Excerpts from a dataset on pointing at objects

----------

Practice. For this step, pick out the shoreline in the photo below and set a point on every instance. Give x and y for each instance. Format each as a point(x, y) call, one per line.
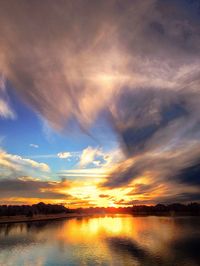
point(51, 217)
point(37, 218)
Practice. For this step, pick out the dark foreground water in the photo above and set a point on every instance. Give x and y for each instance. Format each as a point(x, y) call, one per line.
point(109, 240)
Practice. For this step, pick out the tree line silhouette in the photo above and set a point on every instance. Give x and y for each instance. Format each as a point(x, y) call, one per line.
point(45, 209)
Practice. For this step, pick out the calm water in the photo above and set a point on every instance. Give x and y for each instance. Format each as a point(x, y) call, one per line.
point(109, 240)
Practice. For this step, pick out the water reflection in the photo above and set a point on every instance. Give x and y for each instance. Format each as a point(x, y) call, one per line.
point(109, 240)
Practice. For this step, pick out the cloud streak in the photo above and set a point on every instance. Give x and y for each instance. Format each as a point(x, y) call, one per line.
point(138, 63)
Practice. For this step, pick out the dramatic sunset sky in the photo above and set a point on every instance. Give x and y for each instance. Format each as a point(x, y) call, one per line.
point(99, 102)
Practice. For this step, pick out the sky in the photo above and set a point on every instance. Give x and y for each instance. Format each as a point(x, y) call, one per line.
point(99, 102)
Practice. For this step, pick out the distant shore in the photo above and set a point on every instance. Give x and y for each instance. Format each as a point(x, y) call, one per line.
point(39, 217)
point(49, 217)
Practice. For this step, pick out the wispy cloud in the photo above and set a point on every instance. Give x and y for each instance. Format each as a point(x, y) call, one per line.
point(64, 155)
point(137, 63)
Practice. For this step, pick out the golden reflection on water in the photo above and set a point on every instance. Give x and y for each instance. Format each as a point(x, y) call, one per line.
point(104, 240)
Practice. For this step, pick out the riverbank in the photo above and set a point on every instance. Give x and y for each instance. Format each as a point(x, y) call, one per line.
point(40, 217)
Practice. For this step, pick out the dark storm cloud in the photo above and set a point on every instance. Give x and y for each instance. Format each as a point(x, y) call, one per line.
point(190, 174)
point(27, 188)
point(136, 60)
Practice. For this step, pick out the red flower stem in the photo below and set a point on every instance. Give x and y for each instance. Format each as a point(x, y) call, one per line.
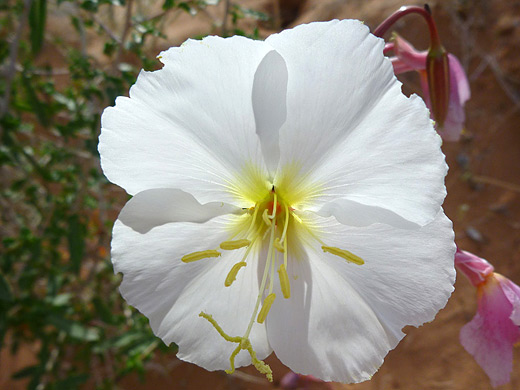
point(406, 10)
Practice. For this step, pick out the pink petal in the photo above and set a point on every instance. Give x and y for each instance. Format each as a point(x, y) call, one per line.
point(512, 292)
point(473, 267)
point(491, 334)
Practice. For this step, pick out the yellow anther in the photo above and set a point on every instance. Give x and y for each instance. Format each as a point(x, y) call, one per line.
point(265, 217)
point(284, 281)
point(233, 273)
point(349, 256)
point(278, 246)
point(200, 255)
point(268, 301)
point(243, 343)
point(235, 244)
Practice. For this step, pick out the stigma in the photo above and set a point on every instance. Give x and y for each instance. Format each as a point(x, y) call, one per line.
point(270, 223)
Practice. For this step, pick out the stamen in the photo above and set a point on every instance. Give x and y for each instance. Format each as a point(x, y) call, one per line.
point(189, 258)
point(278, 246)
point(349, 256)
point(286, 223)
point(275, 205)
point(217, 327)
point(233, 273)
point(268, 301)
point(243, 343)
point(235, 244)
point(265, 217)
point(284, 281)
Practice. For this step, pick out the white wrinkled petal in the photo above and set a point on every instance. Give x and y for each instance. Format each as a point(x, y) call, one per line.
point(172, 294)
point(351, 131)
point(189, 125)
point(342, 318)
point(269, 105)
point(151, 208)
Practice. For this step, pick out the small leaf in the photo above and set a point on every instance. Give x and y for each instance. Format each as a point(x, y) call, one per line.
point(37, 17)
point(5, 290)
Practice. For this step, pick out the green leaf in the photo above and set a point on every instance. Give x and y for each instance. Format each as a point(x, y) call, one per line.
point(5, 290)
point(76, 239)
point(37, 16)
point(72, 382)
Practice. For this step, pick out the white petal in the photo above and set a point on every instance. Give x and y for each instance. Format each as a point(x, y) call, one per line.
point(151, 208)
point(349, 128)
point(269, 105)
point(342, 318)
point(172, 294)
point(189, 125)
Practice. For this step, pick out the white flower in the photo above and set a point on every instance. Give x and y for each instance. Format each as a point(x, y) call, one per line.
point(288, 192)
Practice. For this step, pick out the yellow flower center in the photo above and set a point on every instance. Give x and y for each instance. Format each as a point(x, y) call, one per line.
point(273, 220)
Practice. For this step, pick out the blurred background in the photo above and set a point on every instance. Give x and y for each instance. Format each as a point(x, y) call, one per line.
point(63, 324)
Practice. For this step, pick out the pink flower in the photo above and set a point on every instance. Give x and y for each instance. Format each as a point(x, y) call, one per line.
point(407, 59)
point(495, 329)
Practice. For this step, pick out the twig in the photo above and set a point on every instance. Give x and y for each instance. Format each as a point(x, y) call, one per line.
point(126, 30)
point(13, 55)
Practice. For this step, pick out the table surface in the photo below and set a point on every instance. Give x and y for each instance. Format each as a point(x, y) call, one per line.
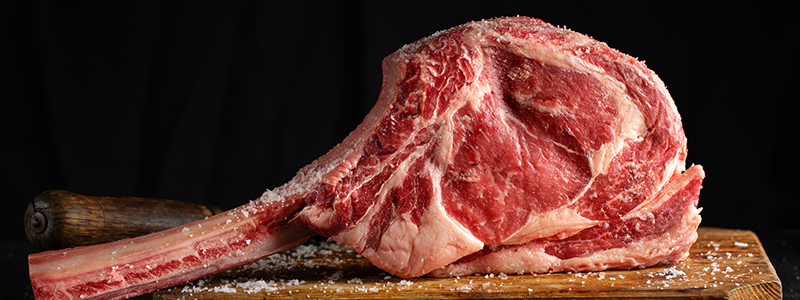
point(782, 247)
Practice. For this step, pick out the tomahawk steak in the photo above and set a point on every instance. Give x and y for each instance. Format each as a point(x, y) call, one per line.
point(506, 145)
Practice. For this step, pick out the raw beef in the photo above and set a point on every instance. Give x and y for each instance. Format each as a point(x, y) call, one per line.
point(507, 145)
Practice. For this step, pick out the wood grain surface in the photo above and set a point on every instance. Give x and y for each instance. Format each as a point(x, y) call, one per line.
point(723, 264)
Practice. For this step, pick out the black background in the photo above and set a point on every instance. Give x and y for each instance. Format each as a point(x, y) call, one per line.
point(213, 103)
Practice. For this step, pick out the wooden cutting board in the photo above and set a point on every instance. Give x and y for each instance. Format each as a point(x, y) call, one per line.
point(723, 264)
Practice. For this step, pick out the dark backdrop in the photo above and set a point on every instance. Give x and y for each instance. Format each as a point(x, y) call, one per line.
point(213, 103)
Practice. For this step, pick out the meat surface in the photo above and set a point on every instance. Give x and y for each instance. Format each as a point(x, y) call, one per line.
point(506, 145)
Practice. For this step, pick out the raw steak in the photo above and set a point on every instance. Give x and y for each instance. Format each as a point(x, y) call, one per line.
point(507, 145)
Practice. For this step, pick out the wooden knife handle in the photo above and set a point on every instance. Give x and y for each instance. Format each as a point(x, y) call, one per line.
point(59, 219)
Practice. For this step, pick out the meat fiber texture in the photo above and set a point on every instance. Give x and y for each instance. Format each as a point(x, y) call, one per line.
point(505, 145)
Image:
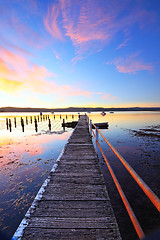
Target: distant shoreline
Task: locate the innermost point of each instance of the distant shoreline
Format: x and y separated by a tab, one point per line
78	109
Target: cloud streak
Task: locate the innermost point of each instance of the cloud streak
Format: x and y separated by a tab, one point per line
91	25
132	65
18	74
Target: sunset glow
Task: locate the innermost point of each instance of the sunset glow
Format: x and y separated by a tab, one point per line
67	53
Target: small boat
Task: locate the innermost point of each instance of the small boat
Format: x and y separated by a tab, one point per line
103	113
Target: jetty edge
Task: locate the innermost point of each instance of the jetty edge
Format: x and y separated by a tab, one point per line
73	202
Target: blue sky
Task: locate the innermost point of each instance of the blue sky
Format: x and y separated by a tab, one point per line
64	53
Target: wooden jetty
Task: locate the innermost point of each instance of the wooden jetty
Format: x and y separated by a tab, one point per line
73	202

----------

- Task goal
Give the listing above as a numbered list, one entry per line, with blank lines dropped and the pictures left out.

- Expected output
1. Practice. For this step, pick out the shoreline in the photo below and set a point on every instance. Give x and y for each instance. Format each as a point(x, y) call, one per line.
2. point(51, 217)
3. point(37, 218)
4. Practice. For this step, pick out the dark foreground water in the photo above and set a point on every instance. Give x and y for each instance. Format each as a point(x, y) call, one per line.
5. point(109, 240)
6. Practice. For this step, pick out the tree line silhouette in the photo above and set a point on every instance. Give x and y for each instance. Format each as a point(x, y) call, one per line.
7. point(45, 209)
8. Practice. For this step, pick out the calm water in the photo above and set a point on every instance. Give x and y for each instance. Format each as a point(x, y) call, one per line.
9. point(109, 240)
10. Practice. For this step, pick out the water reflection in the photo above and set a point on every instance. Give x and y for each instance. Format each as a point(x, y) call, one per line.
11. point(109, 240)
12. Practice. For this step, pick out the cloud streak in the photo above and set a point on every instance. Give x and y for each instance. Format each as a point(x, y) call, one per line.
13. point(138, 63)
14. Practice. For this step, pick out the dramatic sunset sky in the photo above and set a point on every instance. Give x and y for each instance. Format each as a point(x, y) call, one per line.
15. point(99, 102)
16. Practice. For this step, pick out the sky in the photo above and set a point on every instance. Give x and y for each instance. Format each as a point(x, y) call, one per line.
17. point(99, 102)
18. Practice. For this step, pick out the distant shore in the photo above and set a point on every instance. Give x and y for each instance. Format each as a point(x, y) call, one per line.
19. point(39, 217)
20. point(49, 217)
21. Practice. For this step, pick out the wispy cloud in the photo above and set a point on every instance. Give x and y for each instance. Format each as a point(x, y) call, one per line.
22. point(64, 155)
23. point(137, 63)
24. Practice. For this step, pick out the golden reflection on water in the photo above and set a point on every instance. Give x and y for each instance. Format each as a point(x, y) call, one per line.
25. point(104, 240)
26. Practice. For this step, pick out the riverbank in the photo above and set a point on every instance. Give x and y for each instance. Format each as a point(x, y) call, one per line.
27. point(40, 217)
28. Practice. For this step, pick out the dark storm cloud in the photo above and set a point on every instance. Give x and y for each instance. Format each as a point(x, y) call, one per line.
29. point(190, 174)
30. point(27, 188)
31. point(136, 60)
32. Practice. For this step, pick out the red flower stem in the photo below and set a point on every instance. Give x and y for each instance. Format each as a point(x, y) call, one per line.
33. point(406, 10)
34. Practice. For this step, pick out the pink petal in the photo above and set a point on every instance. Give x and y for each instance. Format each as a point(x, y) call, one per line.
35. point(512, 292)
36. point(473, 267)
37. point(491, 334)
38. Practice. For this step, pick out the yellow anther in the photo above and set a point on every instance. Give x and y for each instance. Format each as a point(x, y) call, one per line.
39. point(265, 217)
40. point(284, 281)
41. point(233, 273)
42. point(349, 256)
43. point(278, 246)
44. point(200, 255)
45. point(268, 301)
46. point(243, 343)
47. point(235, 244)
48. Practice. For this step, pick out the stigma in the photo above and set a point on every instance. Give x and y for each instance. Format each as a point(x, y) call, one per line.
49. point(270, 223)
50. Practice. For this step, pick out the stamen in the photo above and set a point on every instance. Give x and y for each instance. Format each as a point(x, y) call, one per line.
51. point(189, 258)
52. point(278, 246)
53. point(349, 256)
54. point(286, 223)
55. point(275, 205)
56. point(217, 327)
57. point(233, 273)
58. point(268, 301)
59. point(243, 343)
60. point(235, 244)
61. point(265, 217)
62. point(284, 281)
63. Practice. For this step, pick out the white wrinkled petal in the photo above and set a point on every instance. Give x and y for each instance. Format each as a point(x, y) call, one per line.
64. point(172, 294)
65. point(351, 131)
66. point(189, 125)
67. point(342, 318)
68. point(269, 105)
69. point(151, 208)
70. Practice. For this step, pick out the small leaf in the photo above and set a point on every instance. Give x and y for each instance. Format each as a point(x, y) call, one per line.
71. point(37, 17)
72. point(5, 290)
73. Practice. For this step, pick out the green leaf in the photo above and set a point on every instance. Give x and y for each instance. Format each as a point(x, y) call, one per line.
74. point(5, 290)
75. point(76, 239)
76. point(37, 16)
77. point(72, 382)
78. Practice. For this step, pick out the white petal in the photo above and set a point on every instance. Give x and y for each instance. Format each as a point(x, y) call, one per line.
79. point(151, 208)
80. point(349, 128)
81. point(269, 105)
82. point(342, 318)
83. point(172, 294)
84. point(189, 125)
85. Practice. For this step, pick out the white flower in the photo above and set a point on every instance. Give x and y for each instance. Format each as a point(x, y) call, one per line.
86. point(288, 192)
87. Practice. For this step, pick out the yellow flower center in the photo above and set a point on every instance. Give x and y for each instance. Format each as a point(x, y) call, one per line.
88. point(273, 220)
89. Practice. For this step, pick out the blurred background in the photo above and set a point on every instance. Give x and y for each instance. Format each as a point(x, y) call, one per line.
90. point(63, 324)
91. Practice. For this step, pick out the pink flower in the photo above and set a point on every instance. Give x and y for each instance. Format each as a point(x, y) call, one per line.
92. point(407, 59)
93. point(495, 329)
94. Practice. For this step, pick out the twig in the photo above and set a point on every instance. Give x and y for each instance. Format each as a point(x, y) call, one per line.
95. point(126, 30)
96. point(13, 55)
97. Practice. For this step, pick out the table surface in the photo below and set a point on every instance. Give x and y for each instance. Format each as a point(x, y) call, one per line.
98. point(782, 247)
99. Practice. For this step, pick out the tomahawk steak in the photo above and set a point on every instance. Give x and y for each instance. Format each as a point(x, y) call, one per line.
100. point(506, 145)
101. Practice. For this step, pick out the raw beef in the photo above and set a point on every instance. Give x and y for each instance. Format each as a point(x, y) call, one per line.
102. point(507, 145)
103. Practice. For this step, pick out the wood grain surface in the photo above and set a point on every instance. Give x and y for each instance. Format each as a point(x, y) call, one per line.
104. point(723, 264)
105. Practice. For this step, pick out the black background in the photo above and set a point on every instance. Give x and y for each instance. Format each as a point(x, y) call, one per line.
106. point(213, 103)
107. Practice. For this step, pick out the wooden cutting board in the photo above and set a point on every instance. Give x and y for each instance. Format each as a point(x, y) call, one per line.
108. point(723, 264)
109. Practice. For this step, pick out the dark backdrop in the photo above and set a point on every instance. Give x and y for each instance. Format each as a point(x, y) call, one per line.
110. point(213, 103)
111. Practice. For this step, pick out the meat surface in the photo above and set a point on every instance. Give x and y for each instance. Format each as a point(x, y) call, one per line.
112. point(506, 145)
113. Practice. For this step, pick out the raw steak in the photo above and set a point on every instance. Give x and y for each instance. Format each as a point(x, y) call, one per line.
114. point(507, 145)
115. Practice. For this step, pick out the wooden knife handle in the photo above and set a point on every instance. Give x and y for each instance. Format each as a point(x, y) call, one per line.
116. point(59, 219)
117. Practice. For this step, pick out the meat fiber texture in the photo above and set a point on every instance. Give x and y for each instance. Format each as a point(x, y) call, one per line.
118. point(505, 145)
119. Image:
120. Target: distant shoreline
121. Task: locate the innermost point of each instance of the distant shoreline
122. Format: x and y separated by a tab, one point per line
123. 78	109
124. Target: cloud streak
125. Task: locate the innermost point of each instance of the cloud streak
126. Format: x and y separated by a tab, one point per line
127. 91	25
128. 132	65
129. 18	74
130. Target: sunset glow
131. Task: locate the innermost point of each instance of the sunset glow
132. Format: x and y separated by a tab, one point per line
133. 67	53
134. Target: small boat
135. Task: locate the innermost point of each instance of the small boat
136. Format: x and y separated by a tab, one point per line
137. 103	113
138. Target: jetty edge
139. Task: locate the innermost point of each instance of the jetty edge
140. Format: x and y separated by a tab, one point per line
141. 73	202
142. Target: blue sky
143. Task: locate the innermost point of each instance of the blue sky
144. Format: x and y separated by a tab, one point per line
145. 64	53
146. Target: wooden jetty
147. Task: locate the innermost point of each instance of the wooden jetty
148. Format: x and y separated by a tab, one point per line
149. 73	202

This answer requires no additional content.